◆ WRITTEN TASK ◆
Repeat, word for word, the lines below, starting with the line that contains "For every instance of the shadow" and continuing through the line that contains "[(74, 203)]", with both of those lines included.

◆ RECORDS PROVIDED ◆
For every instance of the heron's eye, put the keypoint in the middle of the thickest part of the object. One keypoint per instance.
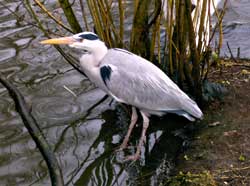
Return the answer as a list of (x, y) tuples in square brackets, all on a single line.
[(80, 39)]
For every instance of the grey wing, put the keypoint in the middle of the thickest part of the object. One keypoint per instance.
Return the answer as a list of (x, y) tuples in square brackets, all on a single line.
[(135, 81)]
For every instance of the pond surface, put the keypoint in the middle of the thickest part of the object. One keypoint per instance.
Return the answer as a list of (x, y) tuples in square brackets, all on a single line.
[(83, 134)]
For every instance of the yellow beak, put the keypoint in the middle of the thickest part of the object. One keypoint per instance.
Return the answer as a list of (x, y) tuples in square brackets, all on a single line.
[(59, 41)]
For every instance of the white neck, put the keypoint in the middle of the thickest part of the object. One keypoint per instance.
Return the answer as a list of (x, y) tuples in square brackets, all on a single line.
[(98, 53), (94, 57)]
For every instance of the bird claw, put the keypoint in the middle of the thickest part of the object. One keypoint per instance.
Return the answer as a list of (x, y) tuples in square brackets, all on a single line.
[(132, 157)]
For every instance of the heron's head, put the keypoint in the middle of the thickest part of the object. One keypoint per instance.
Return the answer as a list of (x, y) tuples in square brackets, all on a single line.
[(86, 41)]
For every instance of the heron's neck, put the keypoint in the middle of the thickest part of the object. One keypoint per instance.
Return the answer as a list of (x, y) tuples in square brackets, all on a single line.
[(93, 57), (98, 53)]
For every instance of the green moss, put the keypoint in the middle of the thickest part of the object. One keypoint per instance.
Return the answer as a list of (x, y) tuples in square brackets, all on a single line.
[(189, 179)]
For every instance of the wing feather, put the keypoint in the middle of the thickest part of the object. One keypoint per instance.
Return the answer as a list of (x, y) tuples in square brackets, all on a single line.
[(138, 82)]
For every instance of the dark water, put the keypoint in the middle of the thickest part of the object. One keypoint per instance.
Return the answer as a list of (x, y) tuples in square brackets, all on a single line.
[(83, 137)]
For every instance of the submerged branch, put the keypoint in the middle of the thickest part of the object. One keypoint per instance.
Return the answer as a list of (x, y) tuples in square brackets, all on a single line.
[(35, 132)]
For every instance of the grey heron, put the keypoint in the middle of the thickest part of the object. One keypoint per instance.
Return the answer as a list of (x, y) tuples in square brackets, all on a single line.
[(130, 79)]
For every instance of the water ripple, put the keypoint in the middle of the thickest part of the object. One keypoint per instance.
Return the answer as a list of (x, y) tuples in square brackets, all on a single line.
[(7, 54), (56, 109)]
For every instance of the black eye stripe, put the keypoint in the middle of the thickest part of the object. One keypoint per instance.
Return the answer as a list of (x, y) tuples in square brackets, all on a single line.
[(88, 36)]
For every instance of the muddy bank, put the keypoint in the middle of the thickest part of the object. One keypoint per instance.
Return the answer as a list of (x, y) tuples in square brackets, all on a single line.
[(220, 150)]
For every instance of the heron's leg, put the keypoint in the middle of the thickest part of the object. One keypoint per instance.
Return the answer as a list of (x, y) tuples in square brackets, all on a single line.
[(134, 118), (142, 139)]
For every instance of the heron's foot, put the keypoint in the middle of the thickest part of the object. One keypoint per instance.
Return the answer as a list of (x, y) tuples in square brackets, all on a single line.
[(132, 157), (122, 147)]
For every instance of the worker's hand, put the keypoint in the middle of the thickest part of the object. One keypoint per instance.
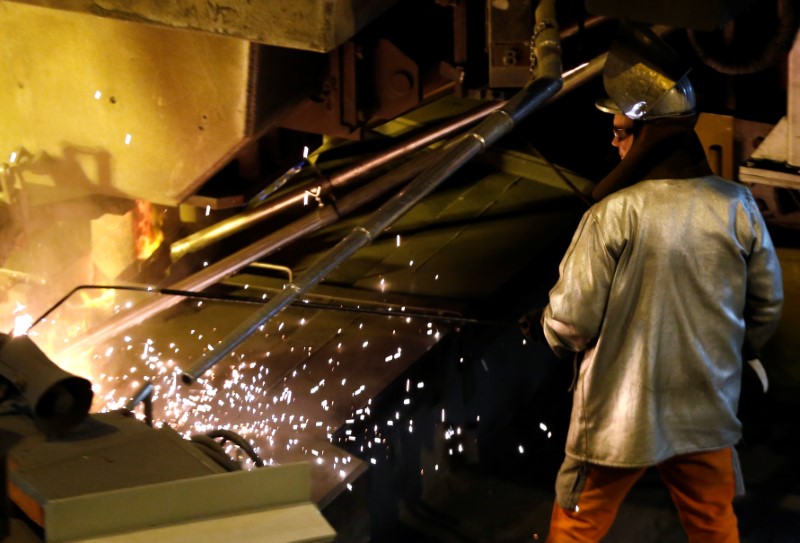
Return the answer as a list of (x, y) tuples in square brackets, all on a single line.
[(531, 326)]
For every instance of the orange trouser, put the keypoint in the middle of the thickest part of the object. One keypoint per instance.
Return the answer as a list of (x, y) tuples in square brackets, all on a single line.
[(702, 486)]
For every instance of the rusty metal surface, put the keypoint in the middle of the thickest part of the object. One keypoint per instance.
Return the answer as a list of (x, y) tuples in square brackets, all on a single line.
[(311, 25), (98, 105)]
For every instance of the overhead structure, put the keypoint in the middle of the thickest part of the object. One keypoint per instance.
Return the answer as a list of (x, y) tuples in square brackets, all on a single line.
[(309, 25)]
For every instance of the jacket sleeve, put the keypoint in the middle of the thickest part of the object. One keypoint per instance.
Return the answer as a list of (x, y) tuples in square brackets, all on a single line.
[(572, 319), (764, 287)]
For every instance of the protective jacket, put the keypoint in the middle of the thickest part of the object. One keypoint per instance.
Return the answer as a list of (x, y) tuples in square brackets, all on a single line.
[(664, 285)]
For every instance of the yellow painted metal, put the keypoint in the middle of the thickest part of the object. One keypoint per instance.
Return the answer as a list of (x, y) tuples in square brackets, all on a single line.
[(95, 105), (310, 25)]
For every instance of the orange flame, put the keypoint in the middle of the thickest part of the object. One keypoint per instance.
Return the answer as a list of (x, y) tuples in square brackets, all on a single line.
[(147, 229)]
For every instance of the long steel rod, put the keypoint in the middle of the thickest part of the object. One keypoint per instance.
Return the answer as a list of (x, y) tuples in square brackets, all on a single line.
[(224, 228), (498, 124)]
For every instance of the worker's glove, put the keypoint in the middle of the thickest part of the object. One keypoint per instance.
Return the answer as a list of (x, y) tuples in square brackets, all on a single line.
[(531, 326)]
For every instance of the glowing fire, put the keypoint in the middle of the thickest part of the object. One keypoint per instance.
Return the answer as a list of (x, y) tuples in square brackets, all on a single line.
[(22, 321), (106, 298), (147, 229)]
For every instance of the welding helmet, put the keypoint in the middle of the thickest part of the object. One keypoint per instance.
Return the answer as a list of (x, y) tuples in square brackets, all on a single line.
[(645, 78)]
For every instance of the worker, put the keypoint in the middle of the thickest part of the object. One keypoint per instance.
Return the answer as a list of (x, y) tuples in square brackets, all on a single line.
[(670, 279)]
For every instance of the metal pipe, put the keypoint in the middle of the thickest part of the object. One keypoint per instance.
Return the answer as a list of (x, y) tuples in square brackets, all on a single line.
[(224, 228), (499, 123)]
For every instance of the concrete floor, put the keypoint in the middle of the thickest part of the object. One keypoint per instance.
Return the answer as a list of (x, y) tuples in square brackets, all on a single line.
[(494, 493)]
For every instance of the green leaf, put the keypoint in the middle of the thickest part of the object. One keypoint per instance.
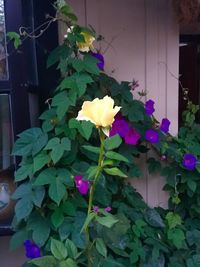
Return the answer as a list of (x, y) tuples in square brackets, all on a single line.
[(71, 248), (18, 238), (69, 208), (52, 143), (38, 194), (88, 220), (57, 153), (57, 191), (40, 227), (116, 156), (115, 171), (58, 147), (66, 144), (113, 142), (30, 142), (40, 160), (23, 207), (93, 149), (24, 171), (57, 218), (58, 249), (101, 247), (108, 220), (173, 219), (193, 237), (90, 64), (77, 81), (49, 261), (84, 127), (194, 261), (46, 177)]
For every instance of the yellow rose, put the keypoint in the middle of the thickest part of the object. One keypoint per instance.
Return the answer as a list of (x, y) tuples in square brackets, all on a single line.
[(99, 111), (85, 46)]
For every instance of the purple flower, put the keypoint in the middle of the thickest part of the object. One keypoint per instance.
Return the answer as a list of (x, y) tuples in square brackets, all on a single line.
[(108, 209), (152, 136), (120, 126), (32, 250), (81, 184), (132, 137), (164, 127), (163, 157), (149, 107), (100, 58), (189, 161), (95, 209)]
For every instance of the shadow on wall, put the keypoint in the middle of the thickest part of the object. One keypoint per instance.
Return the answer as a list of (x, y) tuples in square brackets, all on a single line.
[(10, 258)]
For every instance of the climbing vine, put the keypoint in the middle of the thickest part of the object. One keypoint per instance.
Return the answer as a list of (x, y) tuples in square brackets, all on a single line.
[(74, 203)]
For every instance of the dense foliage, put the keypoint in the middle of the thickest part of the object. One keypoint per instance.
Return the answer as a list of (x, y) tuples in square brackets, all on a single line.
[(75, 206)]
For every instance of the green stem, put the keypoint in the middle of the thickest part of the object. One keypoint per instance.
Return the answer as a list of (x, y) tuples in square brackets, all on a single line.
[(91, 194), (99, 170)]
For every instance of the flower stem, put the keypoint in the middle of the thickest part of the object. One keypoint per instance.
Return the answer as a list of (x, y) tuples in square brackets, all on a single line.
[(99, 169), (92, 189)]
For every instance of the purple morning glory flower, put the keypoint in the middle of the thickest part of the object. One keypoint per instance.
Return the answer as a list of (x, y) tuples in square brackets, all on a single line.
[(152, 136), (82, 185), (120, 126), (164, 127), (163, 157), (132, 137), (108, 209), (95, 209), (149, 107), (100, 58), (32, 250), (189, 161)]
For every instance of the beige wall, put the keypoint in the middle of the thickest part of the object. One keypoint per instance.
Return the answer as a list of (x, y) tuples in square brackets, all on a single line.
[(145, 48)]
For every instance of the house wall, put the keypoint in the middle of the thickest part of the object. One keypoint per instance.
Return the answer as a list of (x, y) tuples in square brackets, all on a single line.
[(144, 46)]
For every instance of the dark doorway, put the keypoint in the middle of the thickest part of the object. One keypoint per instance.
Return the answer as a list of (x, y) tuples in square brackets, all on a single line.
[(189, 70)]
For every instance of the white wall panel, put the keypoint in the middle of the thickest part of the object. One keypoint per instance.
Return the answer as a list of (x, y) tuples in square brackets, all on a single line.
[(145, 47)]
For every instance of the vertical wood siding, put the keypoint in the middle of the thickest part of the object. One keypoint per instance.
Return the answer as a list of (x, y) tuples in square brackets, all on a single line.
[(145, 47)]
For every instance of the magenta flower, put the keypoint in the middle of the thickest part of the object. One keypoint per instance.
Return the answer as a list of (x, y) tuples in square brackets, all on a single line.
[(100, 58), (95, 209), (82, 185), (163, 157), (149, 107), (32, 250), (132, 137), (120, 126), (152, 136), (164, 127), (189, 161), (108, 209)]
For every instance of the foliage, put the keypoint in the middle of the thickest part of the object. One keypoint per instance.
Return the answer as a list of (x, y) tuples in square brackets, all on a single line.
[(65, 224)]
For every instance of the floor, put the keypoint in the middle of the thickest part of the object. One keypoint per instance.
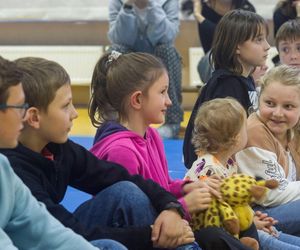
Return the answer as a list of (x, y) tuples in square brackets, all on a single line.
[(83, 132)]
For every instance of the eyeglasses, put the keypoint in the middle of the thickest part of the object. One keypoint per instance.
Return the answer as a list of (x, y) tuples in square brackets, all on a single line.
[(22, 108)]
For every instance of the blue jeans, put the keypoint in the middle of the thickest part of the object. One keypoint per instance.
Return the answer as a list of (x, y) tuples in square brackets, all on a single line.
[(108, 245), (120, 205), (288, 216), (282, 241)]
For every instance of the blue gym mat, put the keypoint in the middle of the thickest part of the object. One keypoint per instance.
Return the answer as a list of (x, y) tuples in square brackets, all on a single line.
[(173, 150)]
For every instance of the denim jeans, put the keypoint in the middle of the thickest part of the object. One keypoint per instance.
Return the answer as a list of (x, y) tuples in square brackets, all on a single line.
[(282, 241), (108, 245), (120, 205), (288, 216)]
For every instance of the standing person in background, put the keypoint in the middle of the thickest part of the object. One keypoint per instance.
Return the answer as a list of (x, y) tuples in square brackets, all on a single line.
[(208, 14), (239, 46), (273, 147), (151, 26)]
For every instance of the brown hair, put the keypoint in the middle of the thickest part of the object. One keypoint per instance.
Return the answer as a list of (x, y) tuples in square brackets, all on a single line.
[(41, 79), (9, 76), (287, 8), (217, 124), (289, 31), (234, 28), (114, 79)]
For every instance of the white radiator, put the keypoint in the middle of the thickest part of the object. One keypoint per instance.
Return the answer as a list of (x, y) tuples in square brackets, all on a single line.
[(195, 55), (79, 61)]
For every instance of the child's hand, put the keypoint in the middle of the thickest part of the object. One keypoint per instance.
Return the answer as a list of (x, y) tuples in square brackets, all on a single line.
[(170, 230), (214, 183), (197, 200), (264, 222)]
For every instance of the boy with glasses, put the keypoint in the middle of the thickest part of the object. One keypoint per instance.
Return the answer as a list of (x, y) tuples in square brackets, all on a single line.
[(24, 222)]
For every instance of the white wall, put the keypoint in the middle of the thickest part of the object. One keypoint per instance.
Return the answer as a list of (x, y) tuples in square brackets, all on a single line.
[(45, 10)]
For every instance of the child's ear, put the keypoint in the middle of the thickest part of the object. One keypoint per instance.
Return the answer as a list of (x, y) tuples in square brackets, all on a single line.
[(136, 99), (33, 117)]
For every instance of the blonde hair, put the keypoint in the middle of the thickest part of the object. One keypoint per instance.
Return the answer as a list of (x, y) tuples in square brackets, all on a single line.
[(217, 124), (287, 76)]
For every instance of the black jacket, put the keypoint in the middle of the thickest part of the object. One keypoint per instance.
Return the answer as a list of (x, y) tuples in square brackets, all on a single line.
[(206, 29), (75, 166), (222, 84)]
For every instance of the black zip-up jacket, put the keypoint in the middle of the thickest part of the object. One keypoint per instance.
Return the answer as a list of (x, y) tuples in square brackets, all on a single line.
[(222, 84), (75, 166)]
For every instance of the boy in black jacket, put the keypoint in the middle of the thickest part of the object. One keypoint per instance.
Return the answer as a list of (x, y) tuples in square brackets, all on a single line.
[(123, 206)]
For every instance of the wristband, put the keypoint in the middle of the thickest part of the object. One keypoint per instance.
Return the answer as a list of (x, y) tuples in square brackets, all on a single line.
[(177, 207)]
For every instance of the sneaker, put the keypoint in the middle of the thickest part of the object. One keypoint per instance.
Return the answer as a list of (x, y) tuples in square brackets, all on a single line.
[(169, 131)]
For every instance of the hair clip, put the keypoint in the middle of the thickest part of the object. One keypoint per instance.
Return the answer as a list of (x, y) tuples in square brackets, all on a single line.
[(114, 55)]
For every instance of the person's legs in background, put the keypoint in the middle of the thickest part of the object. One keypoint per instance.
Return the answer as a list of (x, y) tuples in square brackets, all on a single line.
[(120, 205), (172, 60)]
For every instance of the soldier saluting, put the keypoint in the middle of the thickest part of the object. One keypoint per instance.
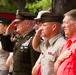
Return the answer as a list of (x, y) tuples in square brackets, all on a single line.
[(24, 55)]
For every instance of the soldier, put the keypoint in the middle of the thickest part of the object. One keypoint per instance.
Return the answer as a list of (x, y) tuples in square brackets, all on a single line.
[(5, 20), (63, 6), (24, 55)]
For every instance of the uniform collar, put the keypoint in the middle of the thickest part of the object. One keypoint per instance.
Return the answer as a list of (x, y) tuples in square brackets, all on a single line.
[(54, 39)]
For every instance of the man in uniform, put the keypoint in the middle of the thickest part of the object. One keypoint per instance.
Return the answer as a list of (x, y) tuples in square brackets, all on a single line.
[(24, 55), (51, 45)]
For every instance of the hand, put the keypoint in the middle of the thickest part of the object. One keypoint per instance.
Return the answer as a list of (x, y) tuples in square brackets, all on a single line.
[(64, 55), (38, 33), (61, 58), (10, 28)]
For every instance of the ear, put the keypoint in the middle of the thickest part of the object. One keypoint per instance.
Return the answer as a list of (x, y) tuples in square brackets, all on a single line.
[(54, 27)]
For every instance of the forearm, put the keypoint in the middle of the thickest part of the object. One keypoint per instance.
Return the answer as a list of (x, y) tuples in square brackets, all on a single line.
[(57, 64)]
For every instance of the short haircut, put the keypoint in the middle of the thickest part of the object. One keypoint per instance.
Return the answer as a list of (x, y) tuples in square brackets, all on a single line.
[(71, 13)]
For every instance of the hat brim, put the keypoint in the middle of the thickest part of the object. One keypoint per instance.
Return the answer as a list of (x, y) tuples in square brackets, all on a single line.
[(17, 20)]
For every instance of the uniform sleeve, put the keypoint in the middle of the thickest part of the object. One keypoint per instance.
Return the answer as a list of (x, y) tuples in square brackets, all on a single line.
[(7, 44)]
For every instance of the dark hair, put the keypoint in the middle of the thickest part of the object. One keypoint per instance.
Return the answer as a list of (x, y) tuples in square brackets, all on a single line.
[(71, 13)]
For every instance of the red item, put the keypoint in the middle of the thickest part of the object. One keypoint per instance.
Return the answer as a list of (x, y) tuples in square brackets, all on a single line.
[(8, 15), (39, 71), (68, 66)]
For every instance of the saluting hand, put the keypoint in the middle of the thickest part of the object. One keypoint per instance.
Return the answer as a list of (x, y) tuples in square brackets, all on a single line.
[(10, 28)]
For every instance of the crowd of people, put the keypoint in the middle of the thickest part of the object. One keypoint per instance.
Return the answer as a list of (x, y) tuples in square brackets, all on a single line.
[(35, 45)]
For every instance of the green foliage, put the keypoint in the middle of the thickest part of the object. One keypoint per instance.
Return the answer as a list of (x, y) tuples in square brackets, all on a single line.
[(8, 6), (41, 5)]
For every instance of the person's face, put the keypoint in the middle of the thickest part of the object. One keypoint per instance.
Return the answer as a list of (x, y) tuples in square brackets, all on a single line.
[(69, 26), (47, 29), (2, 28), (21, 27)]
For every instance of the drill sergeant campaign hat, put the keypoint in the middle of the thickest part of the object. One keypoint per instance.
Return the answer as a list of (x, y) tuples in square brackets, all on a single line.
[(51, 17), (40, 13), (7, 18), (22, 15)]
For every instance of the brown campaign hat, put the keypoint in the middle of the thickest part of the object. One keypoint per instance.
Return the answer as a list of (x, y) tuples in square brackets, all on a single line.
[(7, 18), (51, 17), (22, 15)]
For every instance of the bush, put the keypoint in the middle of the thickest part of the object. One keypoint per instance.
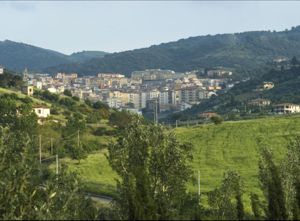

◆ EXERCISE OUTPUT ◆
For every instance of the shadow on wall, put the keypoint in the middle of the thickest part of the object. One keypoint per instance.
Return the answer as a list of (x, y) tuples in square brackets, all on a single line.
[(10, 258)]
For every instance of the climbing vine, put the keypoint in the middle of the thickest part of the object. One keypoint per instance.
Return the answer as a list of (x, y) tuples in square brackets, all on a single line.
[(74, 203)]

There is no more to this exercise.